### WHAT TO DO
The entries below should be output exactly as written.
### RECORDS PROVIDED
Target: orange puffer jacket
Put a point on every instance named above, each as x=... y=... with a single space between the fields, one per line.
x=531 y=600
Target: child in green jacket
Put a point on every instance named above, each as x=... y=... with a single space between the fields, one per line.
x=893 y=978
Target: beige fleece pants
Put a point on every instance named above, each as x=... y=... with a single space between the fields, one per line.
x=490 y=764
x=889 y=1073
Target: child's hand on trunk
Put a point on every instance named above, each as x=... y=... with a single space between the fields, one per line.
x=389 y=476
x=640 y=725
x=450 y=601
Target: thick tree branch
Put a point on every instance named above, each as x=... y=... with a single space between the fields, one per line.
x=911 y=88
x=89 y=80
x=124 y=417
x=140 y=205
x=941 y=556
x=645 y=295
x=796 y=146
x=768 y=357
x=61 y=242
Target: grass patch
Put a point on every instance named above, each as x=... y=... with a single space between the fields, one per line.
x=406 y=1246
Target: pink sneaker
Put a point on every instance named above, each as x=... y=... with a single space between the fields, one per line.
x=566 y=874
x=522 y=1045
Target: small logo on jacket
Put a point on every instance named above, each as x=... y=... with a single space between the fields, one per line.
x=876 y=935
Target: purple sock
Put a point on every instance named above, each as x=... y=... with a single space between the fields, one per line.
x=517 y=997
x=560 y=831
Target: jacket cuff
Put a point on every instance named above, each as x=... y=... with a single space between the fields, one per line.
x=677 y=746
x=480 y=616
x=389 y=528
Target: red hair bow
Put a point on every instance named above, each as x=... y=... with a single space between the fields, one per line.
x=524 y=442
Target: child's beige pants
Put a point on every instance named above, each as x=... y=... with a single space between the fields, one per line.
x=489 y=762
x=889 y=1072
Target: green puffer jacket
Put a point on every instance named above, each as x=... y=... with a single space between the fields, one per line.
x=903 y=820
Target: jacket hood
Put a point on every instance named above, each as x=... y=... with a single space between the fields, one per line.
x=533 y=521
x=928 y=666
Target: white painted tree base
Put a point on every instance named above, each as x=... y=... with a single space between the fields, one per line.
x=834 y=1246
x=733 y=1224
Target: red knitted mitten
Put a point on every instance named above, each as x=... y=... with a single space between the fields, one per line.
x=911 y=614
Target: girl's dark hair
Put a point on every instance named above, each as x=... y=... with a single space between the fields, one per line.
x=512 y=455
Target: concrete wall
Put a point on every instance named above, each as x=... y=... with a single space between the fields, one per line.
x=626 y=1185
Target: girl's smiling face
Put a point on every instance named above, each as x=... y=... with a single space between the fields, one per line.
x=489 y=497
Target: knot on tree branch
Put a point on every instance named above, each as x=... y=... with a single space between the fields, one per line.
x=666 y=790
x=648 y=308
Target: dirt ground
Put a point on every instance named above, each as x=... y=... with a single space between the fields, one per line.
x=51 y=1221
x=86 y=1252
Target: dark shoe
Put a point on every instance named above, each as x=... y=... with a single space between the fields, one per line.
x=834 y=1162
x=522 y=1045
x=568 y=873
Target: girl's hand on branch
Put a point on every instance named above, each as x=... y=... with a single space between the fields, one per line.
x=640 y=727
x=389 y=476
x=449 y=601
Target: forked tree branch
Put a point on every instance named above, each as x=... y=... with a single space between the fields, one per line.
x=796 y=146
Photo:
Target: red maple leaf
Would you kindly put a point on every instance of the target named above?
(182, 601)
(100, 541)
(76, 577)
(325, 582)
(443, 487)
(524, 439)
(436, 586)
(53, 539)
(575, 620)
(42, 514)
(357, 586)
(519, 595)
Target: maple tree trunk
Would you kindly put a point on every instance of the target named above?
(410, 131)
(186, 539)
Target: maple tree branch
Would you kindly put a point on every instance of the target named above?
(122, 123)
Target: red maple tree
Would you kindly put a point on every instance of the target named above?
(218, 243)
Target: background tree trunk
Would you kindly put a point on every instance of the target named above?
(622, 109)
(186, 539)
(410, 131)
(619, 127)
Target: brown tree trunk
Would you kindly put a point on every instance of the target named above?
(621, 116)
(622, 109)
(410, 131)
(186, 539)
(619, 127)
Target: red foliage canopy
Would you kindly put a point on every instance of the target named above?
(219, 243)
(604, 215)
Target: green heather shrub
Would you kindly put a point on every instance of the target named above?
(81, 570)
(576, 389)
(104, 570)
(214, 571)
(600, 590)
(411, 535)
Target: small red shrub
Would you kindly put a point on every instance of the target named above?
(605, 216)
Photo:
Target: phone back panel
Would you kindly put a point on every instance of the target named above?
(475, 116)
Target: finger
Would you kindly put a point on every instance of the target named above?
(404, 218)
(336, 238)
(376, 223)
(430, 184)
######
### RESPONSE BOX
Target: orange puffer jacket
Put a point on every instance named above, each as x=... y=... with a single space between the fields, one per line.
x=531 y=600
Target: child in green jacket
Put a point on every instance named above, each as x=... y=... with a single space between the fields, one per line.
x=893 y=978
Target: beige fleece pants
Put a point on every instance named above, each as x=... y=... with a single space between the fields, one per line.
x=490 y=764
x=889 y=1073
Target: child's hand on trunk
Put a point on every instance named above, each as x=... y=... with a single space between the fields, one per line.
x=389 y=476
x=640 y=725
x=450 y=601
Target: thick tree branch
Put a point on every instance named above, each as x=... y=... with a single space between the fields, one per line.
x=911 y=88
x=89 y=80
x=124 y=417
x=140 y=205
x=941 y=556
x=645 y=295
x=796 y=146
x=768 y=357
x=61 y=242
Target: grass patch
Put a point on every instance named above, each as x=... y=... with a single space between the fields, one per line.
x=406 y=1246
Target: pink sneaker
Put a point on every instance named above, each as x=... y=... with a single space between the fields, one per line.
x=566 y=874
x=522 y=1045
Target: small logo on jacket
Put a point on every instance named above, each as x=... y=... with a single space between the fields, one per line.
x=876 y=935
Target: purple sock
Put a point on every instance named above, each as x=... y=... with a single space between the fields, one per line.
x=517 y=997
x=560 y=831
Target: jacket cuff
Put a point on every instance named above, each as x=... y=... with a single space between the fields, one per line.
x=677 y=746
x=480 y=616
x=389 y=528
Target: red hair bow
Put a point on every instance named above, each as x=... y=... with a single space between the fields, one per line.
x=524 y=442
Target: child's beige pants
Put a point on every instance named above, each as x=... y=... with a single space between the fields, one per line.
x=489 y=762
x=889 y=1072
Target: green puffer jacket
Put a point on every instance named above, each as x=... y=... with a single space between the fields, one per line.
x=903 y=820
Target: jacket hood
Put a point on every instance named above, each as x=... y=... with a single space between the fields, one per line.
x=533 y=521
x=928 y=666
Target: white painted tree base
Put a point on every instance named above, each as x=... y=... with a single space between the fields, one per line.
x=834 y=1246
x=733 y=1224
Target: red knitted mitten
Put a point on every instance named above, each as x=... y=... with a single space between the fields, one per line.
x=911 y=614
Target: girl's dark hair
Put a point on every instance named above, each as x=... y=... with a single space between the fields, one per line.
x=512 y=455
Target: concrete wall
Put a point on every instance named above, each as x=... y=... with a single space between the fields, one per line.
x=626 y=1185
Target: girl's smiling face
Put a point on every instance named above, each as x=... y=... with a single space between the fields, one per line.
x=489 y=497
Target: knot on tree branch
Put a point on every instance named above, each as x=... y=... with a single space between the fields, one per line.
x=666 y=790
x=648 y=308
Target: dirt ground
Put a point on every instance named above, each as x=... y=... with a single space between the fields, one per line.
x=51 y=1221
x=86 y=1252
Target: dark shoe
Put a point on every instance named above, each as x=... y=... with a single space between the fields, one per line.
x=834 y=1162
x=522 y=1045
x=568 y=873
Target: girl's hand on branch
Put a point on every instance named above, each as x=... y=... with a single space between the fields, one per line.
x=640 y=727
x=389 y=476
x=449 y=601
Target: forked tree branch
Put a point on every instance named above, each as x=... y=... with a single space between the fields, one per line.
x=796 y=146
Photo:
Target: red maple leaf
Would you kindly put a point on every instance of the target named above?
(182, 601)
(100, 541)
(76, 577)
(325, 582)
(443, 487)
(524, 439)
(436, 586)
(53, 539)
(575, 620)
(42, 514)
(357, 586)
(519, 595)
Target: maple tree trunk
Would you kindly put a point on every instance of the target named above?
(410, 131)
(186, 539)
Target: maple tree branch
Would you kindly put a point on every instance of the target named above?
(122, 123)
Target: red maple tree
Would you kindly put a point on every instance of the target named above?
(218, 243)
Target: background tree trunk
Would you kindly put a point on every instance of the target named above?
(622, 109)
(186, 539)
(410, 131)
(619, 127)
Target: brown tree trunk
Would you kindly put a point on every instance of the target named above?
(621, 116)
(622, 109)
(410, 131)
(186, 539)
(619, 127)
Target: red foliage canopy
Would you kindly put a point on every instance of the target named above?
(219, 243)
(604, 215)
Target: green heather shrub
Would you kindly put a point on every instance of the target named above?
(81, 570)
(576, 389)
(104, 570)
(214, 571)
(600, 590)
(411, 535)
Target: small red shrub
Would you kindly put a point on every instance of the target named above?
(605, 216)
Photo:
Target: phone back panel
Would you kindly put a point on every instance of the target named above?
(475, 116)
Target: finger
Would you kindly put a point on every instance of the target named above?
(404, 218)
(336, 238)
(376, 223)
(430, 184)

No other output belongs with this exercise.